━━━━━ EXTRACT TO READ

I regret that a lot, changing myself, I would've been a much happier person, with much happier friends, if I just liked myself, if I just was myself. I find it easier now, albeit I compare myself a lot to other people, I try my best to just do what I want. It's funny, people like me more now, I care less now, and feel better for it - nobody told me that when I was 14, that the coolest thing I could be was myself. Haha. The tricky thing is 'myself' involves a lot of down days, dark days, with a lot of happy ones, too. I have talked before about how hard things have been, and how I wonder if I should just be quiet. I would be nowhere, or nothing, without my friends or my family. They just know. It's like how when you're sick and you just want your mum, she just knows how to make you feel better. Well, my friends were angry with me, to be perfectly honest, but they were there. They were angry because I was closing up, not talking to anyone, shutting myself off and not doing anything. They weren't angry at me, they were angry that they hadn't made me feel like I could come to them. I saw them in summer, everything seemed tense to me, I was worried they were mad at me. I went on a walk with Evie and we talked. I thought that I had been fine, I'd been talking in our group chat, checking in on them, but she explained that I wasn't really there as me - they were worrying. I was just going through the motions of my day, and not really feeling anything whilst I was doing it. I just broke down, and sobbed, and she held me as I cried a lot. I hadn't realised how much of me had gone until somebody told me they missed it. From that day I just talked, about everything, even the tiny things that I thought were pointless. It helped me so much, and it helped them, too.


I feel very down and anxious sometimes, I get a text of 'fancy a drive?' or something along those lines and its nice to just have the company. I have found friends that I can giggle uncontrollably with, dance around kitchens with but also ones who will listen when I need it, and I do the same for them. We sit in silence and do nothing, together. This has been shit, but it is getting better. In the past two months I have found a lot of joy, happiness and fun. It's been hard, and stressful, but up, and happier. My lovely, lovely friends have been a little blessing. I love myself more now, alone, as one, it feels nice to not need everyone to love me. It's important to know that you can take up your space in this world however you see fit, there's always more than enough room for however loud or quiet you want to be. Mental health matters so much, the moment I started talking, I felt a little less heavy.


I feel obliged to mention that there's no shame in being down, or sad, or asking for help. I see a therapist weekly, it's helpful. Medication can help. You can help. Whatever anyone feels matters, and I'm sorry if you're reading this and understand - things can and will get brighter.

━━━━━━━━━━
━━━━━ PROVIDED RECORDS

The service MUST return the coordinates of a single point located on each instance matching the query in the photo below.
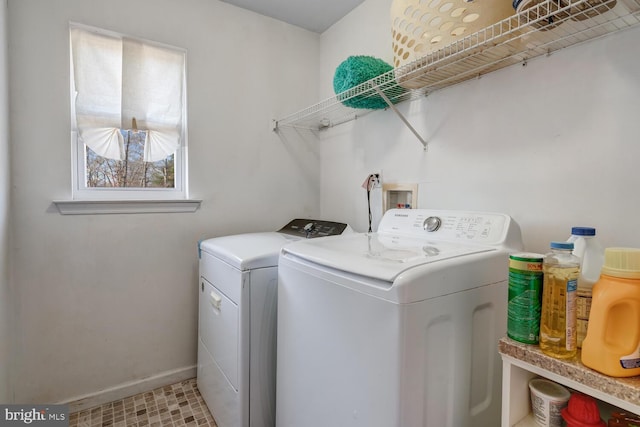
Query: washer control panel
(310, 228)
(462, 226)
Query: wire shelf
(544, 28)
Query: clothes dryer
(237, 320)
(397, 328)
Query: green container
(525, 297)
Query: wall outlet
(376, 180)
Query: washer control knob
(432, 223)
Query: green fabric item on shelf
(354, 71)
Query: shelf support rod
(399, 114)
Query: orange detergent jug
(612, 344)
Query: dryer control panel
(310, 228)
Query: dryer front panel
(219, 321)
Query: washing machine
(397, 328)
(237, 320)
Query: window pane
(132, 172)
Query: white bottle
(591, 254)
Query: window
(128, 117)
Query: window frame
(81, 192)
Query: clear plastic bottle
(591, 255)
(558, 337)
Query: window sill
(95, 207)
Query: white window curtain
(117, 79)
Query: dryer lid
(248, 251)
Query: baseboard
(129, 389)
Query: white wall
(107, 300)
(554, 144)
(5, 295)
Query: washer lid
(379, 256)
(248, 251)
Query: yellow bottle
(612, 344)
(558, 334)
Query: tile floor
(174, 405)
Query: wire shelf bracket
(546, 27)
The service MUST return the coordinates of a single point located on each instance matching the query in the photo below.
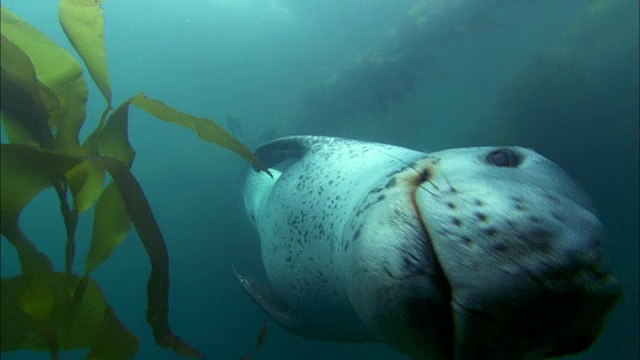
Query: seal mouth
(514, 306)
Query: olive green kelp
(43, 107)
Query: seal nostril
(503, 158)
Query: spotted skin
(441, 255)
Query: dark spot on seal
(535, 219)
(500, 247)
(491, 231)
(503, 158)
(391, 183)
(552, 198)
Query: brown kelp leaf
(31, 260)
(85, 182)
(78, 318)
(154, 244)
(26, 170)
(59, 72)
(36, 295)
(114, 341)
(83, 23)
(24, 113)
(205, 129)
(112, 140)
(111, 224)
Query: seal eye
(503, 158)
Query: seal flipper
(266, 297)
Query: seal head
(467, 253)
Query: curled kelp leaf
(65, 313)
(206, 129)
(111, 224)
(58, 71)
(83, 23)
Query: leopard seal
(470, 253)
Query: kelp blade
(59, 72)
(154, 244)
(24, 111)
(206, 129)
(83, 23)
(73, 322)
(111, 224)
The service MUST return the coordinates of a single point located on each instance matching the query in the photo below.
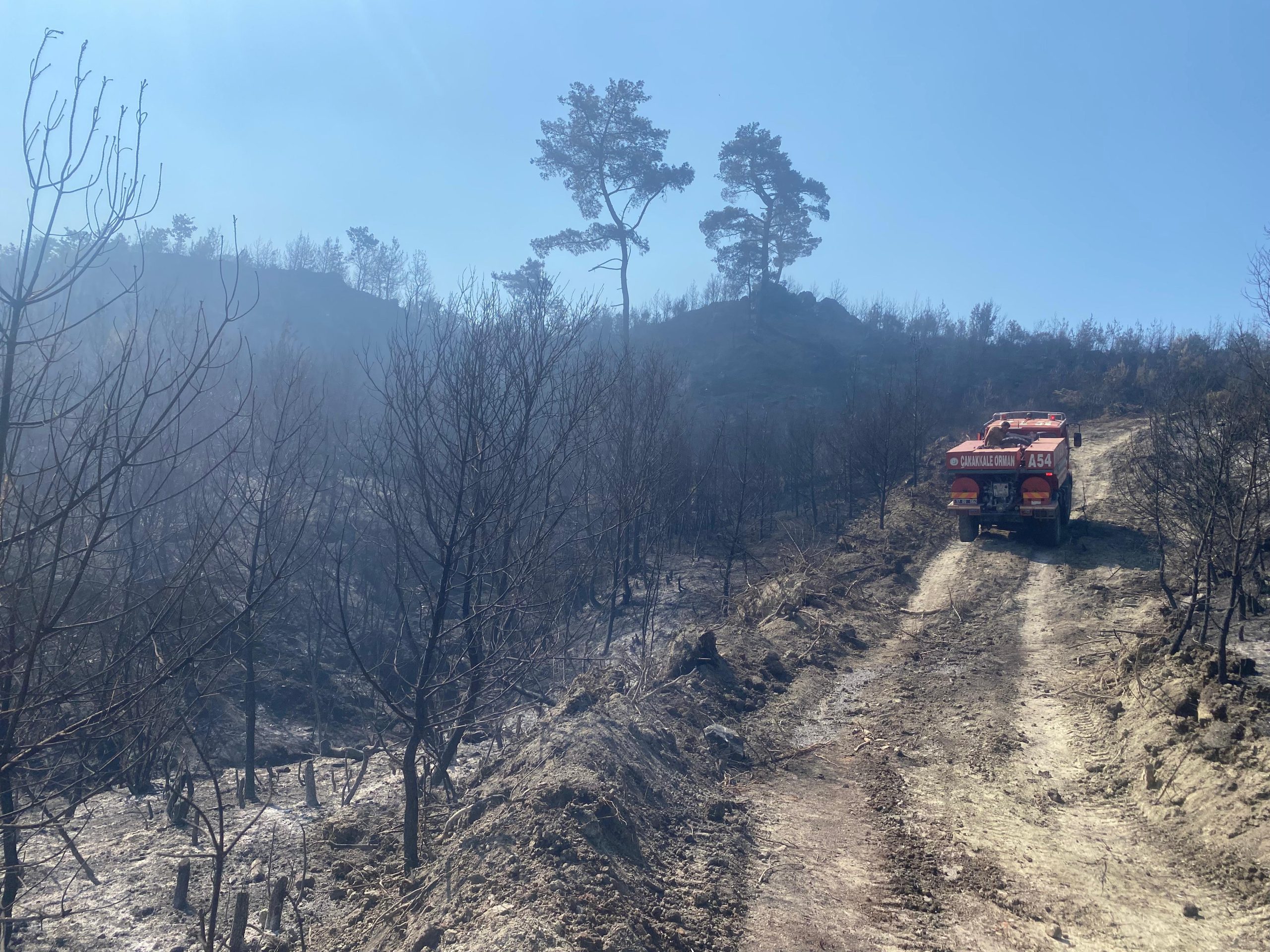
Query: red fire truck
(1024, 484)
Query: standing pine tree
(755, 244)
(610, 159)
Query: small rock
(775, 667)
(342, 831)
(726, 740)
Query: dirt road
(963, 797)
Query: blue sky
(1104, 159)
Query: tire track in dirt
(969, 819)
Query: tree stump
(181, 896)
(310, 785)
(273, 921)
(238, 931)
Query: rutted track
(960, 803)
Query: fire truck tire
(1053, 532)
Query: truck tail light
(1035, 490)
(964, 489)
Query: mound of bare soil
(618, 824)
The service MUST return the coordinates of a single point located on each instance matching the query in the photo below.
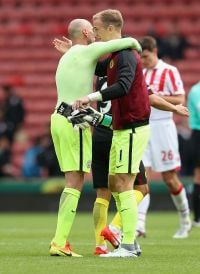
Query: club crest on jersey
(111, 65)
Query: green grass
(24, 242)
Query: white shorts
(162, 152)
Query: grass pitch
(25, 238)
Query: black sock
(196, 202)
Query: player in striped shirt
(162, 154)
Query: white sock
(142, 212)
(181, 203)
(114, 229)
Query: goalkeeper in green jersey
(74, 79)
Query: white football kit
(162, 153)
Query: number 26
(167, 155)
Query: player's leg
(142, 186)
(144, 204)
(69, 145)
(113, 231)
(179, 197)
(196, 197)
(167, 160)
(100, 165)
(126, 153)
(196, 188)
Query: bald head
(77, 26)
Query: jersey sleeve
(98, 49)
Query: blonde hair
(110, 17)
(76, 27)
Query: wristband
(107, 121)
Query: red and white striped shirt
(163, 79)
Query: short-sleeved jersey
(166, 80)
(125, 67)
(194, 107)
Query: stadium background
(28, 62)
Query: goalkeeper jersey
(74, 75)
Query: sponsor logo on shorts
(89, 163)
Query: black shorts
(195, 141)
(100, 165)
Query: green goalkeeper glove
(95, 118)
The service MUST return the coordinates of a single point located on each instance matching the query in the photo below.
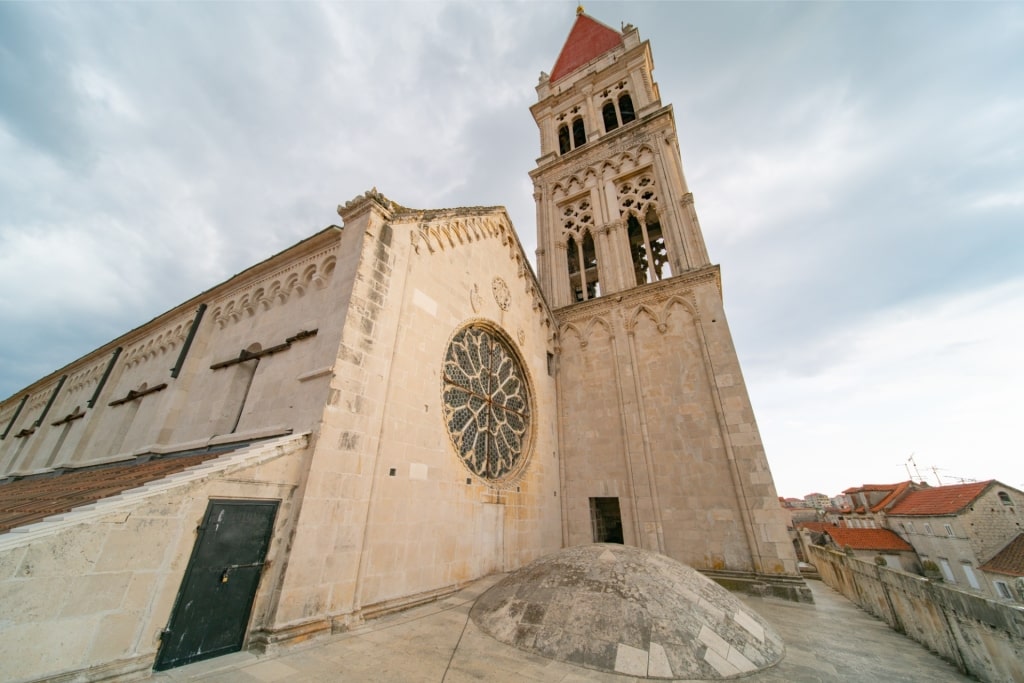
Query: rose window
(486, 402)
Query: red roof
(871, 486)
(1010, 560)
(867, 539)
(816, 526)
(588, 39)
(940, 500)
(28, 501)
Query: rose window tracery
(486, 402)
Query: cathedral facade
(396, 407)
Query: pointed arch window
(609, 116)
(626, 109)
(579, 132)
(638, 201)
(563, 139)
(581, 251)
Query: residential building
(1006, 570)
(958, 528)
(878, 545)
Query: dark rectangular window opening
(606, 520)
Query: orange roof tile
(31, 500)
(816, 526)
(1010, 560)
(891, 498)
(588, 39)
(940, 500)
(867, 539)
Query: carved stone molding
(475, 300)
(501, 291)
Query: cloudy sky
(858, 170)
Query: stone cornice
(446, 229)
(653, 293)
(183, 312)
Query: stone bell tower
(657, 441)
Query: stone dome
(627, 610)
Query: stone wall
(148, 391)
(652, 401)
(983, 637)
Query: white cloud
(939, 379)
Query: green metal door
(212, 610)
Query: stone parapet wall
(983, 637)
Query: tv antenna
(910, 461)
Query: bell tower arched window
(638, 202)
(609, 116)
(579, 133)
(581, 252)
(626, 109)
(563, 139)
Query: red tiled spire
(588, 39)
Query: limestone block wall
(654, 411)
(388, 517)
(769, 542)
(294, 304)
(258, 309)
(990, 522)
(982, 637)
(87, 594)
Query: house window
(971, 578)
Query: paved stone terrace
(832, 640)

━━━━━━━━━━

ACTIONS TO TAKE:
(a) Answer from the post on friendship and mental health.
(i) Who did the writer go on a walk with in summer?
(ii) What text does the writer sometimes get when feeling down and anxious?
(iii) How often does the writer see a therapist?
(b) Quote everything in the post on friendship and mental health from "I feel obliged" down to "will get brighter.".
(c) Sum up the post on friendship and mental health in two sentences.
None of the data is needed for this work.

TASK-BY-TASK SOLUTIONS:
(a)
(i) Evie.
(ii) 'fancy a drive?' or something along those lines.
(iii) Weekly.

(b)
I feel obliged to mention that there's no shame in being down, or sad, or asking for help. I see a therapist weekly, it's helpful. Medication can help. You can help. Whatever anyone feels matters, and I'm sorry if you're reading this and understand - things can and will get brighter.

(c) The writer regrets having tried to change and, after withdrawing from friends who were worried, began talking about everything, which helped both the writer and those friends. The writer now feels happier and less heavy, values the company of friends on down days, and stresses that there is no shame in being sad or asking for help.